_DOCUMENT EXCERPT_
○ ○ ○ ○ ○ ○ ○

Welcome to the fourth part of our implementation series of a BPMN model in (Java) code. We came a long way up and until the asynchronous reception of multiple, correlated messages. Although we left with previous part with some open technical details, which I will address in a future part, we will step back and look at our "integration architecture" and how BPMN can also help us to improve our service/API design. In particular, we will see how BPMN "recommends" us to use the Request Bundle Microservice API Pattern.
If you haven't read the previous parts, please read them first to get to know the context: Part 1, Part 2, Part 3.
Multi-Instance in BPMN and API Design
We have already covered some BPMN constructs on our journey so far: We have seen basic elements like tasks and events and certain types of those, we have seen pools and message-flows, and we have shortly seen our multi-instance activity.
And we will return to the multi-instance marker and its usefulness today! I have written about one problem type that can easily be spotted with multi-instance markers in a previous blog post but let's shortly reiterate what multi-instance is:
Activities, pools, and data objects in BPMN can be "multi-instance":
Multi-Instance Pool: A set of participants with the same role within this process, e.g., a set of suppliers from which I want to have a quote,Parallel Multi-Instance Activity: An activity (or any subtype like task, subprocess, ...) is repeated multiple times in parallel. Think of it as an parallel for-each loop.Sequential Multi-Instance Activity: An activity (or any subtype like task, subprocess, ...) is repeated multiple times in parallel. Think of it as a traditional for-each loop."Multi-Instance" Data Object: A list of data objects, e.g., orders etc.

○ ○ ○ ○ ○ ○ ○

[Records from a dataset]
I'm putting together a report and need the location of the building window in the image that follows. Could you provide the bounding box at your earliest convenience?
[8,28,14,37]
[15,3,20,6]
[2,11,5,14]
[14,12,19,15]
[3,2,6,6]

○ ○ ○ ○ ○ ○ ○

Please reproduce the part of the BPMN text that opens with the words containing "And we will" and closes with "e.g., orders etc.". This material comes from a separate source.

_REPLY_
And we will return to the multi-instance marker and its usefulness today! I have written about one problem type that can easily be spotted with multi-instance markers in a previous blog post but let's shortly reiterate what multi-instance is:
Activities, pools, and data objects in BPMN can be "multi-instance":
Multi-Instance Pool: A set of participants with the same role within this process, e.g., a set of suppliers from which I want to have a quote,Parallel Multi-Instance Activity: An activity (or any subtype like task, subprocess, ...) is repeated multiple times in parallel. Think of it as an parallel for-each loop.Sequential Multi-Instance Activity: An activity (or any subtype like task, subprocess, ...) is repeated multiple times in parallel. Think of it as a traditional for-each loop."Multi-Instance" Data Object: A list of data objects, e.g., orders etc.